**WHAT YOU WILL DO:**
Return, word for word, the portion of the passage on South African science and research that runs from "Added to this" up to and including "manufacturing and mining.".

Science, engineering and technology…


South Africa leads the rest of Africa in Science, engineering and technology. In April this year, ahead of the football madness, Reuters published its Global Research Report on Africa and it highlights the leading role that South Africa plays in the research and development arena internationally. The report shows conclusively that Egypt, Nigeria and South Africa dominate scientific research on the continent. In order to measure scientific research, the report examines the number of papers produced over the period 1999-2008. The figures are interesting: Egypt produced 30,000 papers, Nigeria produced 10,000 and South Africa produced 47,000. In Reuters Essential Science Indicators' database, South Africa is ranked first or second in 20 of the 21 main fields that include subjects as diverse as biology and biochemistry or space science. South Africa's most highly-cited papers pertain to climate change and its effects on plant propagation. South Africa's share of the geosciences section is in keeping with the country's mineral richness. However, as the researchers point out, the volume of published papers is just one indicator of research activity and of the research capacity in each region. Moreover, the bigger countries, with larger economies are likely to produce more papers than the smaller and poorer countries. To overcome this imbalance, the researchers compared the number of published papers with the gross domestic product of each country, reasoning that the proportionate investment in the knowledge economy is a good indicator of the government's commitment to resource development through science and research. The leading countries using these measurement criteria are South Africa, Egypt, Nigeria, Tunisia, Algeria and Kenya.

There is no doubt that South Africa is the outstanding research leader on the African continent, has by far the greatest research output of any country, well ahead of Egypt in second spot, and the research output has a high impact within the international scientific community. Perhaps this is not surprising given the widespread support that exists for scientific endeavours in South Africa. There is a huge range of resources that is available to academics, entrepreneurs, existing companies and specialised research organisations. Consider, for instance, the Department of Science and Technology's role in supporting science, engineering and technology at all levels from primary school to doctoral research projects. The diversity of the projects being supported through the Department of Science and Technology (DST) and the many research foundations, specialised organisations and private sector initiatives is just as huge. This department invests close to R5 billion annually in various different programmes and the main focus of its leadership activities focus on: 

  • Space science and technology;
  • Hydrogen and energy;
  • Biotechnology and health innovation;
  • Innovation instruments and planning;
  • Supporting the National Advisory Council on Innovation.

Added to this is the work that is done through other organisations such as the National Research Foundation (NRF) and the Council for Scientific and Industrial Research (CSIR), which has as its sole shareholder the DST. There are numerous, highly innovative and sometimes quite astonishing research and development activities in the following fields:

  •  Health, with a focus on nutrition and affordable, novel treatments;
  • Natural environment with a specific focus on using the existing resources wisely and in a sustainable fashion; • Energy with a focus on alternative and renewable technologies;
  • The built environment including issue of transportation and sustainable human settlements;
  • Defence and security;
  • Industry, focusing on advanced manufacturing and mining.

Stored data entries
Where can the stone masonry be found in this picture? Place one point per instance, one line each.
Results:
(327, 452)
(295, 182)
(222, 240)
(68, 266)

**WRITTEN REPLY:**
Added to this is the work that is done through other organisations such as the National Research Foundation (NRF) and the Council for Scientific and Industrial Research (CSIR), which has as its sole shareholder the DST. There are numerous, highly innovative and sometimes quite astonishing research and development activities in the following fields:

  •  Health, with a focus on nutrition and affordable, novel treatments;
  • Natural environment with a specific focus on using the existing resources wisely and in a sustainable fashion; • Energy with a focus on alternative and renewable technologies;
  • The built environment including issue of transportation and sustainable human settlements;
  • Defence and security;
  • Industry, focusing on advanced manufacturing and mining.